======== Document text

As this interview illustrates, the production process accesses three primary archives: the shooting location as a space of palimpsests, the archive of oral narratives and local “folklore” told by the residents and township leader (lizhang), and a database of shooting locations constructed by local location scouts. Palimpsests in the shooting location, such as an urban legend of how the building came to be abandoned, were excavated through oral narratives told by the residents to the filmmakers. Through such interactions between the residents and filmmakers, the shooting site was transformed from one of many abandoned spaces in a location database and a non-place to its residents, to a site of collective memory-making. Thus, far from being produced in an isolated environment, Crossing’s story about generational divide was forged reflexively in a contact zone between young filmmakers and older members of the community.

Significantly, these interactions reveal a tacit social contract between the filmmakers and residents, one that enables the filmmakers to address site-specific challenges through their familiarity with everyday life in similar neighborhoods. For instance, with only loose control over the divisions between the set and surrounding public spaces—due to the filmmakers’ sensitivity with their position as non-residents renting a space with ambiguous property rights—it was inevitable for place-specific sounds from nearby communal events to leak onto the set. Instead of filtering out the sounds, however, Zhang drew from his memory of similar communal events in other suburban Taiwanese neighborhoods during the pre-Chinese New Year season, ultimately incorporating the noises in the final cut as off-screen sounds. On-location experiences such as this generated a site-specific projection of Taiwanese folk memory, allowing an interface between a projected past and an encountered present to be established across on- and off-screen space. It would be misleading, however, to identify this as an isolated instance of on-location improvisation. Indeed, my interview suggests how this interface, in terms of spatial theorist Henri Lefebvre’s spatial triad, was forged in a web of spatial practices, representational spaces, and representations of space, including the director’s experiences of activating the historical consciousness of local residents, imaginations of folk customs, and a reflexive theory of filmic representation based on generational differences in the ways of perceiving rural space, respectively.[1]

The following transcript is a selection from the full interview, with topics chosen to highlight the numerous processes where perceptions, narrations, and representations of home are, as Gilles Deleuze and Felix Guattari might put it, in constant states of “becoming-minor.”[2] Zhang himself identifies with the so-called “Generation Without Homesickness,” but his descriptions of on-location production betray how “homesickness” is more than simply a state of mind. After all, in Crossing the Sentimental Desert, home is not remembered separately as a set of physical locations, local folklore, or even familiar visual and aural signs, but is crafted as an everyday production of space where “archives” are linked to form fluid interfaces between the past and present, the familiar and the unexpected, the on- and off-screen.

================

▶ To be done:
**A)** Say whether each statement agrees with the film-production text, answering yes or no and quoting the deciding words: (i) The sounds from nearby communal events were filtered out of the film. (ii) Zhang identifies with the "Generation Without Homesickness." (iii) The database of shooting locations was built by the township leader.
**B)** Reproduce the film-production text from "The following transcript" up to and including "on- and off-screen.", switching "state of mind" to "feeling".
The data below is separate from the film-production text.

======== Material provided

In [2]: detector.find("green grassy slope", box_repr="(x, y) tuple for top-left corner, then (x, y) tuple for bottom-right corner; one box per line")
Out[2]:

================

▶ Answers for the tasks:
**A)**
(i) No: "Instead of filtering out the sounds, however, Zhang drew from his memory of similar communal events in other suburban Taiwanese neighborhoods during the pre-Chinese New Year season, ultimately incorporating the noises in the final cut as off-screen sounds."
(ii) Yes: "Zhang himself identifies with the so-called “Generation Without Homesickness,”"
(iii) No: "a database of shooting locations constructed by local location scouts"

**B)**
The following transcript is a selection from the full interview, with topics chosen to highlight the numerous processes where perceptions, narrations, and representations of home are, as Gilles Deleuze and Felix Guattari might put it, in constant states of “becoming-minor.”[2] Zhang himself identifies with the so-called “Generation Without Homesickness,” but his descriptions of on-location production betray how “homesickness” is more than simply a feeling. After all, in Crossing the Sentimental Desert, home is not remembered separately as a set of physical locations, local folklore, or even familiar visual and aural signs, but is crafted as an everyday production of space where “archives” are linked to form fluid interfaces between the past and present, the familiar and the unexpected, the on- and off-screen.